**INSTRUCTIONS TO FOLLOW:** Rewrite the listing from its first line through the line containing "pixel 257 161", with "wicker basket" changed to "woven hamper" and nothing else altered. Return only that stretch of lines.

**MATERIAL FOR THE TASK:**

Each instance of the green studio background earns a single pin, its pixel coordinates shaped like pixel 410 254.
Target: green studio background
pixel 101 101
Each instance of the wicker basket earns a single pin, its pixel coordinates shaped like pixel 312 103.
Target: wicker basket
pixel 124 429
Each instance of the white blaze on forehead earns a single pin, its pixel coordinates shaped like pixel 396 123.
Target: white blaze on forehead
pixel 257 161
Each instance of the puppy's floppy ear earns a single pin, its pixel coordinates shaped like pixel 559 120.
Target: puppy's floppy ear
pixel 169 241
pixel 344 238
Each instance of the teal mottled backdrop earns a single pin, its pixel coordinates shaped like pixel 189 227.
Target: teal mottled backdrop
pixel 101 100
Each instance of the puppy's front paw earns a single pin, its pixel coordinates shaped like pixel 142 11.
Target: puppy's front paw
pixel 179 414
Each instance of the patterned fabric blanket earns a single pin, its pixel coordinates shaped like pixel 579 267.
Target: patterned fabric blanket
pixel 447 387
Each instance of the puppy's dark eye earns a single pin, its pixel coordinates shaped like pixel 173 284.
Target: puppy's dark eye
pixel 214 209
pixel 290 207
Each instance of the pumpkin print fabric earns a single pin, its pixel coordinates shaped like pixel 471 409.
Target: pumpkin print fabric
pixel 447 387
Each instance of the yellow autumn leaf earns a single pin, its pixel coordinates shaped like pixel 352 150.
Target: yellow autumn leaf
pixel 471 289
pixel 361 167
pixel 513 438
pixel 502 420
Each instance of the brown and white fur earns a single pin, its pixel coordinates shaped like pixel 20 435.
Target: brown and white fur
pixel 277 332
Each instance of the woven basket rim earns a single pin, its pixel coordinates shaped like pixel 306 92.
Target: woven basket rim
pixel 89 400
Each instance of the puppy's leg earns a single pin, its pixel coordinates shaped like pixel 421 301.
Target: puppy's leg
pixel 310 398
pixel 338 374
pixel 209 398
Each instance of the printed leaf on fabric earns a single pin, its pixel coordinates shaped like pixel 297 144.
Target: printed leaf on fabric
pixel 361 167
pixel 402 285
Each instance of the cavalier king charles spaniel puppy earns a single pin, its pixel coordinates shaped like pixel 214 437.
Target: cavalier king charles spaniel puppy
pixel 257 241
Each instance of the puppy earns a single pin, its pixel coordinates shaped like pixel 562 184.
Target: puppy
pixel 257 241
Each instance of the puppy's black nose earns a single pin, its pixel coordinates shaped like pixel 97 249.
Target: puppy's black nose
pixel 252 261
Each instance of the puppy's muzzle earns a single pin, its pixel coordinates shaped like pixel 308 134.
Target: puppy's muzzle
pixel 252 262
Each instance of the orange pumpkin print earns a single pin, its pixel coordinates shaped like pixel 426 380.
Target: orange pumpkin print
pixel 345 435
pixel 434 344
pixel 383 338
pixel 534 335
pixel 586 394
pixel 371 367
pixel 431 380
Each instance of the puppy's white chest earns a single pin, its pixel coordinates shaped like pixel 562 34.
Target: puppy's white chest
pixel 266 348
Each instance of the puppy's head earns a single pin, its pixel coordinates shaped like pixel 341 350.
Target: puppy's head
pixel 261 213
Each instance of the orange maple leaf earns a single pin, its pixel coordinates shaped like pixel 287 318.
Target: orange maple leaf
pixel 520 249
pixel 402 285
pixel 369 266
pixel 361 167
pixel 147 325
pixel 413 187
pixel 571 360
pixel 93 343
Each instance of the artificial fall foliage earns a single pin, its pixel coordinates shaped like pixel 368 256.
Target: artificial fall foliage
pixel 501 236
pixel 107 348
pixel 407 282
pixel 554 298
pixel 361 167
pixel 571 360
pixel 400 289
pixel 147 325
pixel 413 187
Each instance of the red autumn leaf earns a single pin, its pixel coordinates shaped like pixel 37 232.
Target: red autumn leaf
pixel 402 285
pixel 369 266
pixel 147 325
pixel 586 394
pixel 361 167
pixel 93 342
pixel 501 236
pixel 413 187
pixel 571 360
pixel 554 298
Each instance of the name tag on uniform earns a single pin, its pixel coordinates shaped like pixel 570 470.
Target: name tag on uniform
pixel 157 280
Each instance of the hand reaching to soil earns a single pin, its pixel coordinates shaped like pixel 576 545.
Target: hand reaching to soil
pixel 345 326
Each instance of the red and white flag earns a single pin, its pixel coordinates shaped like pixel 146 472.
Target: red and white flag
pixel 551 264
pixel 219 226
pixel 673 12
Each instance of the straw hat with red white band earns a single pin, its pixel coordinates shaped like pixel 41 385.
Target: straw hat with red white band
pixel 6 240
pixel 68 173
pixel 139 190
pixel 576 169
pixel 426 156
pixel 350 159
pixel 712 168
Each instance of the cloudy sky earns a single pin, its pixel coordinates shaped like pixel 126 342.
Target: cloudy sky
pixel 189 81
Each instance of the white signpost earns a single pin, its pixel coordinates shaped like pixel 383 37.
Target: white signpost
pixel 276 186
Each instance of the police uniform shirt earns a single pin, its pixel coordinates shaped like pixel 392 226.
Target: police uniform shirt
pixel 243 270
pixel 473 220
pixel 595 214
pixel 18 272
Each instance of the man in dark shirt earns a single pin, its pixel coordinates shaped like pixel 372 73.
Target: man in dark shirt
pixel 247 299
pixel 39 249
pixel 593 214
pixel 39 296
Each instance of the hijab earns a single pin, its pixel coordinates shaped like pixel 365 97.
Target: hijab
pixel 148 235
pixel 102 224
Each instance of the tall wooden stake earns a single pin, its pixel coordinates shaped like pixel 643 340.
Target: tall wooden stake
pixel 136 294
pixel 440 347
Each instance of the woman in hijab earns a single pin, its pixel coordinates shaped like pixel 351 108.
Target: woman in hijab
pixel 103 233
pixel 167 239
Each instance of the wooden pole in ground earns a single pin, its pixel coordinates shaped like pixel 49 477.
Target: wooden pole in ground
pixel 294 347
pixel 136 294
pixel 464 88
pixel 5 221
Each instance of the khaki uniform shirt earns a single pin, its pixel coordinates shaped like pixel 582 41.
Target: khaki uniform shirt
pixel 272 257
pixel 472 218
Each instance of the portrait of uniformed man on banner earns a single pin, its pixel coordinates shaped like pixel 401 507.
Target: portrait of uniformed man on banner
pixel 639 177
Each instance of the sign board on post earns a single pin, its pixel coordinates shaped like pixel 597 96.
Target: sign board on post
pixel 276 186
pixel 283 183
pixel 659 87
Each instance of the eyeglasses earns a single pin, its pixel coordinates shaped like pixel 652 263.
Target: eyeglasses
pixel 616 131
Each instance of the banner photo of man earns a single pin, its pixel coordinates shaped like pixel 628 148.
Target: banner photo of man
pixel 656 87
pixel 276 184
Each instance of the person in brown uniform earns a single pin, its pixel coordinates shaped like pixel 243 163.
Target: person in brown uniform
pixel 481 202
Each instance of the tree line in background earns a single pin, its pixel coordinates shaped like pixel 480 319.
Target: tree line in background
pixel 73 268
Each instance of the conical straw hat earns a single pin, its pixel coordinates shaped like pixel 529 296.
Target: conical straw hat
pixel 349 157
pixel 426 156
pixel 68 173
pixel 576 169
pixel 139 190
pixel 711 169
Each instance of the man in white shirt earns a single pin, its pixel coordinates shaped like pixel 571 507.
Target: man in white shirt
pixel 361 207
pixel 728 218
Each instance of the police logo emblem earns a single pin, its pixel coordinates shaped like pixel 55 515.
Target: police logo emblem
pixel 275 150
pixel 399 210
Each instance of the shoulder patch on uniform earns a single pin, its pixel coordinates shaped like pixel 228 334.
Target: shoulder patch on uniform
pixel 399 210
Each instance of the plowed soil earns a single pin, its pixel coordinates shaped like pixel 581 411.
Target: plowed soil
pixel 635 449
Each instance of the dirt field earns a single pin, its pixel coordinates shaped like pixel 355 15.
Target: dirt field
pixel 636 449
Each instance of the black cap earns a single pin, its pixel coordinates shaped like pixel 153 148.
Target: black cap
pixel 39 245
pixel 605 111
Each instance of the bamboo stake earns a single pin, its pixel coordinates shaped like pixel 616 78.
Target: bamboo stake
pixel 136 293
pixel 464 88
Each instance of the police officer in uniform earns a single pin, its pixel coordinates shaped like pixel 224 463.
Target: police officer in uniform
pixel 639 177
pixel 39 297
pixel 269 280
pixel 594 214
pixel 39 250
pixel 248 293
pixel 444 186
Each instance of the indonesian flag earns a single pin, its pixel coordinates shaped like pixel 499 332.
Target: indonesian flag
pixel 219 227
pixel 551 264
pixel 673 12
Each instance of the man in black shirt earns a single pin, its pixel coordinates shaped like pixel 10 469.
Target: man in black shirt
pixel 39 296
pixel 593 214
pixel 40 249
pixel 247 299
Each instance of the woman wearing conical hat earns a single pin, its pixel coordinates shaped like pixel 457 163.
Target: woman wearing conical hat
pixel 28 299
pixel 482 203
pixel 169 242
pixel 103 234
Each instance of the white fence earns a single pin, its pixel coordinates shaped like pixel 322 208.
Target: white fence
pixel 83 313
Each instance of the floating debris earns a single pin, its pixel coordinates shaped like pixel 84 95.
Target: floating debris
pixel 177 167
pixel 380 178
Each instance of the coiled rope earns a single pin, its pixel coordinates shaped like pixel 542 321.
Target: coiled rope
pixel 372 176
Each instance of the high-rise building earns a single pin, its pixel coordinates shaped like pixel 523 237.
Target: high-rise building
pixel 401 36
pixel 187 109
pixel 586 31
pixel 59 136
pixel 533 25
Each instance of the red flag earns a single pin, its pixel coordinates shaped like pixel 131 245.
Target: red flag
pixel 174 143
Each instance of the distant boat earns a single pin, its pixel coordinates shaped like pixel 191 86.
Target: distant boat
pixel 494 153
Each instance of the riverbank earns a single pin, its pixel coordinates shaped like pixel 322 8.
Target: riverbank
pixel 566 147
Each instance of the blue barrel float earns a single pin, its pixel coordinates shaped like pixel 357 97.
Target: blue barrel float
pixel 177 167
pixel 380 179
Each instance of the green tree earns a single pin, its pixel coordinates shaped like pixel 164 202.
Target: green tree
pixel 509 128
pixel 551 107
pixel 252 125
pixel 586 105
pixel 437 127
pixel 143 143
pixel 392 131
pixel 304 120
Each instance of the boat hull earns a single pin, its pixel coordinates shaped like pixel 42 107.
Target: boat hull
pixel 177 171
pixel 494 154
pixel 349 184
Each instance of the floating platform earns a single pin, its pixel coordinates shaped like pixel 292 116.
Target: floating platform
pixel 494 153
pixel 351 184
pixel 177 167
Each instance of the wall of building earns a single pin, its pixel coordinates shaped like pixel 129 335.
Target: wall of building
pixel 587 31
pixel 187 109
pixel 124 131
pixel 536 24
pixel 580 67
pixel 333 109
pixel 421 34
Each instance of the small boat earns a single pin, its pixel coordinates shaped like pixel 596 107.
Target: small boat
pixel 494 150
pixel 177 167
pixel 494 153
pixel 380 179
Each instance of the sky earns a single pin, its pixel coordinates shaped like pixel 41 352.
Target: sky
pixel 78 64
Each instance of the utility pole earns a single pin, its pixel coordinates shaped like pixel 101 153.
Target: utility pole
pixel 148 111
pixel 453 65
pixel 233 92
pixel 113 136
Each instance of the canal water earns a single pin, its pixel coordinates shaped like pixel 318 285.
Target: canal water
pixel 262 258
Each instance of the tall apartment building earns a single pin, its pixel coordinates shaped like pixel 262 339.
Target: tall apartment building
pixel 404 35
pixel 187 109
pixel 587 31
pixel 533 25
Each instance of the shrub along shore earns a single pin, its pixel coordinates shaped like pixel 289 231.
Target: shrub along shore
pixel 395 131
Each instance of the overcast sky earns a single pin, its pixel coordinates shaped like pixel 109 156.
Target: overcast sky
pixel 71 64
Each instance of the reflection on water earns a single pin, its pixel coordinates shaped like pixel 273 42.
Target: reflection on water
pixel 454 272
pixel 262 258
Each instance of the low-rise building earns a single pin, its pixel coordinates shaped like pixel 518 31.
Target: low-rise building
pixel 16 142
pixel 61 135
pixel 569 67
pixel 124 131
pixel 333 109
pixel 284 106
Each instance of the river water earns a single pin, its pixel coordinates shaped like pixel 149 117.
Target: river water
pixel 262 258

**WORKED ANSWER:**
Each instance of the green studio background earns a single pin, its pixel coordinates shaped like pixel 410 254.
Target: green studio background
pixel 101 101
Each instance of the woven hamper earns a single pin, its pixel coordinates shaped like pixel 312 103.
Target: woven hamper
pixel 124 429
Each instance of the white blaze on forehead earns a single pin, its pixel coordinates shaped like pixel 396 123.
Target: white blaze on forehead
pixel 257 161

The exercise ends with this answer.